通过 Promise.race 方法,可以同时启动多个异步操作,并使用最先解决或拒绝的 Promise 的结果进行后续处理
iterable:一个可迭代对象,包含多个 Promise 对象
Promise.race(iterable);
const promise1 = new Promise(resolve => setTimeout(resolve, 1000, 'Promise 1 resolved'));
const promise2 = new Promise((resolve, reject) => setTimeout(reject, 500, 'Promise 2 rejected'));
const promise3 = new Promise(resolve => setTimeout(resolve, 1500, 'Promise 3 resolved'));
Promise.race([promise1, promise2, promise3])
.then(result => {
console.log(result); // 'Promise 2 rejected'
})
.catch(error => {
console.error(error); // 'Promise 2 rejected'
});
Proimse.js
+ static race(promises) {
+ return new Promise((resolve, reject) => {
+ promises.forEach(promise => {
+ Promise.resolve(promise).then(value => {
+ resolve(value);
+ }, reason => {
+ reject(reason);
+ });
+ });
+ });
+ }
2.3.6 Promise.any #
- Promise.any 是 Promise 的一个静态方法,用于创建一个新的 Promise 对象,该 Promise 对象在传入的多个 Promise 对象中至少有一个解决时就解决。它接收一个可迭代对象(如数组或类数组对象)作为参数,并返回一个新的 Promise
- Promise.any 方法返回一个新的 Promise 对象,具有以下行为:
- 返回的 Promise 对象将采用第一个解决的 Promise 的值
- 当传入的多个 Promise 对象中有一个解决时,返回的 Promise 对象将与该解决的 Promise 对象的状态一致
- 如果传入的所有 Promise 都被拒绝,返回的 Promise 对象将被拒绝,并传递所有 Promise 的拒绝原因数组
通过 Promise.any 方法,可以同时启动多个异步操作,并使用最快解决的 Promise 的结果进行后续处理
iterable:一个可迭代对象,包含多个 Promise 对象
Promise.any(iterable);
const promise1 = new Promise(resolve => setTimeout(resolve, 2000, 'Promise 1 resolved'));
const promise2 = new Promise((resolve, reject) => setTimeout(reject, 1000, 'Promise 2 rejected'));
const promise3 = new Promise(resolve => setTimeout(resolve, 1500, 'Promise 3 resolved'));
Promise.any([promise1, promise2, promise3])
.then(result => {
console.log(result); // 'Promise 3 resolved'
})
.catch(errors => {
console.error(errors); // [AggregateError: All promises were rejected]
});
Promise.js
+ static any(promises) {
+ return new Promise((resolve, reject) => {
+ let completed = 0;
+ let reasons = [];
+ promises.forEach((promise, index) => {
+ Promise.resolve(promise).then(value => {
+ resolve(value);
+ }, reason => {
+ reasons[index] = reason;
+ completed++;
+ if (completed === promises.length) {
+ reject(new AggregateError(reasons, "All promises were rejected"));
+ }
+ });
+ });
+ });
+ }
2.3.5 Promise.allSettled #
- Promise.allSettled 是 Promise 的一个静态方法,用于创建一个新的 Promise 对象,该 Promise 对象在传入的多个 Promise 对象全部解决或拒绝后解决,并返回一个包含所有 Promise 结果的数组,每个结果是一个对象,包含该 Promise 的状态和值或原因
- Promise.allSettled 方法返回一个新的 Promise 对象,具有以下行为:
- 返回的 Promise 对象将在传入的所有 Promise 对象都解决或拒绝后解决
- 返回的 Promise 对象将解决为一个数组,该数组包含了传入的可迭代对象中每个 Promise 的结果对象。每个结果对象都包含以下两个属性:
- status:表示 Promise 的状态,可能的取值为 'fulfilled'(解决)或 'rejected'(拒绝)
----------------
练习任务:
1. 根据 Promise 静态方法说明回答下列问题:
(a) 在 Promise.any 的示例中,promise1 设定的延迟是多少毫秒?
(b) 如果传入 Promise.any 的所有 Promise 都被拒绝,返回的 Promise 会怎样?
(c) Promise.allSettled 结果对象中的 status 可能取哪两个值?
2. 请用一到三句话说明,在 Promise 静态方法说明给出的 any 实现中,为什么只有当 completed 等于 promises.length 时才调用 reject。
3. 请从 Promise 静态方法说明的最后一句之后接着续写。
所附列表与 Promise 静态方法说明的内容毫无关系。
----------------
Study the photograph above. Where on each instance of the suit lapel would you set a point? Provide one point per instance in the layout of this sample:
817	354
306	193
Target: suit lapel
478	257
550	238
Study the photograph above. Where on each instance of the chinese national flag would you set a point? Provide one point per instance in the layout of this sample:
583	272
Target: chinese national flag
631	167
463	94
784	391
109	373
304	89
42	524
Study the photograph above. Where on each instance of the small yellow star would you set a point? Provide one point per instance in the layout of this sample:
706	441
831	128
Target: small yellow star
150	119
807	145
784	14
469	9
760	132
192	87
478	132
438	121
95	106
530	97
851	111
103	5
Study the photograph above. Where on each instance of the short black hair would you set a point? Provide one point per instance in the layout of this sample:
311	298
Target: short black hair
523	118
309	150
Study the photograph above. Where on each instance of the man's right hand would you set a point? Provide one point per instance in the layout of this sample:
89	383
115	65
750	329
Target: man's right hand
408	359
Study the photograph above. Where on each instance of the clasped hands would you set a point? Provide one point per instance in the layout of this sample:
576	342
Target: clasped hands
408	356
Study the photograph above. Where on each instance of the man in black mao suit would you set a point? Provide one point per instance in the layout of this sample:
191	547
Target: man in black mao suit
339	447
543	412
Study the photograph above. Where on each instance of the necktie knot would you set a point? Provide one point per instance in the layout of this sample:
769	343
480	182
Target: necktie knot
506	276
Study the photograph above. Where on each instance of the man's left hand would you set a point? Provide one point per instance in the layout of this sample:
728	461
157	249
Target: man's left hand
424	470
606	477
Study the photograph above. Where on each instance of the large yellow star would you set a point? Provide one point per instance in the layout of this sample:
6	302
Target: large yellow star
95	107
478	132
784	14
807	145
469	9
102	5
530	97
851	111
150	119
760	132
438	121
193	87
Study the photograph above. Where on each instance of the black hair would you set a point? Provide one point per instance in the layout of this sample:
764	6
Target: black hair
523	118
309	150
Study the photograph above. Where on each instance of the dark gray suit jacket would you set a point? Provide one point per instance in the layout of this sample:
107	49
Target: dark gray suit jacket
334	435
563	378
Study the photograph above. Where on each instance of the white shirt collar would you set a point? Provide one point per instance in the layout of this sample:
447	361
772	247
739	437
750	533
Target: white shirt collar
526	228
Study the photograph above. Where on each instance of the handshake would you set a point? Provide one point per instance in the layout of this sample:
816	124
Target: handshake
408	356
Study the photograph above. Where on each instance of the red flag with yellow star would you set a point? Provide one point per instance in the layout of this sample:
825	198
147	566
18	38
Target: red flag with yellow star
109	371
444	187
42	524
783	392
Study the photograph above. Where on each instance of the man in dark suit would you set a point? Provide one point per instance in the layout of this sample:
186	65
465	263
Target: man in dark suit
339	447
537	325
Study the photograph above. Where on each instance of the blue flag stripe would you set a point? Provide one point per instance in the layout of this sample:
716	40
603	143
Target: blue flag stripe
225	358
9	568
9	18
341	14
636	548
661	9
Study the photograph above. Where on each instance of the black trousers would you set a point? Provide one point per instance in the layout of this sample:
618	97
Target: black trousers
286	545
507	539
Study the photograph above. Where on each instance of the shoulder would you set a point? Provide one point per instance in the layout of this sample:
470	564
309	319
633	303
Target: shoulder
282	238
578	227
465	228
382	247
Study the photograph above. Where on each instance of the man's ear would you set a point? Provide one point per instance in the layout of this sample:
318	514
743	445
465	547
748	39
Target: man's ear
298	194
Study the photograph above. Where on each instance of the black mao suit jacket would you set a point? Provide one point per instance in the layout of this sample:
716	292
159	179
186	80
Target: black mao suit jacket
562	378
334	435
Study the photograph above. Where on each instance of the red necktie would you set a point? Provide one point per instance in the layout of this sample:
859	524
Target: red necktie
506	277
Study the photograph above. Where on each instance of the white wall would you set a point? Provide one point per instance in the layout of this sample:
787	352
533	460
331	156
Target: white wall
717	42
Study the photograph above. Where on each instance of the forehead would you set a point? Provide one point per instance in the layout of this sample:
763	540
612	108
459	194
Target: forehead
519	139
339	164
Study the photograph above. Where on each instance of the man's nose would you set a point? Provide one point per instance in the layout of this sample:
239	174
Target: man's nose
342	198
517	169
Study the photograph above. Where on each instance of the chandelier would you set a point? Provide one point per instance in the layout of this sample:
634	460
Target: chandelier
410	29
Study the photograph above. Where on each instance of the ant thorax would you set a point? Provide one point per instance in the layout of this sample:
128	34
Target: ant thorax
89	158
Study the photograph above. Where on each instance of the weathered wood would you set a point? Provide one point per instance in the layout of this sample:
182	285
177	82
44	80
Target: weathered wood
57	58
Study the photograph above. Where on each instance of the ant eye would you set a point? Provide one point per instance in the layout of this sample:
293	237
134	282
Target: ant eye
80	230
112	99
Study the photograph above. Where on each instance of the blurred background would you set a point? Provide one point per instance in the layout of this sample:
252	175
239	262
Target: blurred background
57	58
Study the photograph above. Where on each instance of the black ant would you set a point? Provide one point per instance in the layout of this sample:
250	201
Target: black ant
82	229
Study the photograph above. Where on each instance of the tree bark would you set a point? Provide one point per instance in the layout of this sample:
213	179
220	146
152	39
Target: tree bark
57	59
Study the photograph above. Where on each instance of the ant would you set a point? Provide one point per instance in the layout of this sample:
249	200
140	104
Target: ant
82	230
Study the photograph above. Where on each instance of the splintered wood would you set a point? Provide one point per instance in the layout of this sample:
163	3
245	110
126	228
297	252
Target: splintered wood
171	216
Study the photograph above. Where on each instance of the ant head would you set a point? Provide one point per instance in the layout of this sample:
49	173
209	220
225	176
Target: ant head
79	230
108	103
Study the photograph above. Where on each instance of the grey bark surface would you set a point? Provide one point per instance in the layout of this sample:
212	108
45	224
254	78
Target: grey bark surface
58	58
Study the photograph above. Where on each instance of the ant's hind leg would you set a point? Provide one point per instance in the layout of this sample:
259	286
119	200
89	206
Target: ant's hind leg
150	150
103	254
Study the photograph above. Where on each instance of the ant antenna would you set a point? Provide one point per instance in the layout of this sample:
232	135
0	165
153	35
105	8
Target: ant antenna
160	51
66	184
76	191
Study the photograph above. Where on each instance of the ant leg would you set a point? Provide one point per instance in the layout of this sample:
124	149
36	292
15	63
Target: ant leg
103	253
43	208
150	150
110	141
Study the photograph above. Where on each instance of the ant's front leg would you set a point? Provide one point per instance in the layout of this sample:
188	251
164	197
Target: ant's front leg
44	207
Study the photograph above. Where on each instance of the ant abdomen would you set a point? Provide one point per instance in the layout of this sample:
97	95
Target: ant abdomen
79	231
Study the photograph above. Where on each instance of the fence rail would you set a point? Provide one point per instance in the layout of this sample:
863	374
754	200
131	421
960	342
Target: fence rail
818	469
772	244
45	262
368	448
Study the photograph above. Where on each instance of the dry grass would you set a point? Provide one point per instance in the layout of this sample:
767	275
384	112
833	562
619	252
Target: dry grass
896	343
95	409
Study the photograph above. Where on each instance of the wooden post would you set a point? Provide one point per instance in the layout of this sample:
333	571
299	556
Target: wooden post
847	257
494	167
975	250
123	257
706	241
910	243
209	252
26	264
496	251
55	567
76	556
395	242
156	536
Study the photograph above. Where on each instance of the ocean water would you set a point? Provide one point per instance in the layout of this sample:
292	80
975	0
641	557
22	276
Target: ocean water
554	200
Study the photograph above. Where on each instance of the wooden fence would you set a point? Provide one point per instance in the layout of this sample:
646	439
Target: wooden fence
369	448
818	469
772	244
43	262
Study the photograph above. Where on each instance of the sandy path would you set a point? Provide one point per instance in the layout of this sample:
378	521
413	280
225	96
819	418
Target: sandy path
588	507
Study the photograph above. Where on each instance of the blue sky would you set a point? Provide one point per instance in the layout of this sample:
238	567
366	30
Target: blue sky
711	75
----------------
逐题解答:
1.
(a) 2000 毫秒。
(b) 返回的 Promise 对象将被拒绝,并传递所有 Promise 的拒绝原因数组。
(c) 'fulfilled'(解决)或 'rejected'(拒绝)。

2. 在这个实现中,每有一个 Promise 被拒绝,就把拒绝原因存入 reasons,并让 completed 加一。按照说明,只有传入的所有 Promise 都被拒绝时,Promise.any 返回的 Promise 才会被拒绝,并传递全部拒绝原因。因此必须等计数达到 promises.length,确认全部都已拒绝,才能调用 reject。

3.
- value(仅当状态为 'fulfilled' 时存在):表示 Promise 的解决值
- reason(仅当状态为 'rejected' 时存在):表示 Promise 的拒绝原因
- 通过 Promise.allSettled 方法,可以同时启动多个异步操作,并等待它们全部完成后获取所有的结果,不论是解决还是拒绝
Promise.allSettled(iterable);
const promise1 = Promise.resolve('Resolved');
const promise2 = Promise.reject('Rejected');
const promise3 = new Promise(resolve => setTimeout(resolve, 1000, 'Delayed Resolved'));
Promise.allSettled([promise1, promise2, promise3])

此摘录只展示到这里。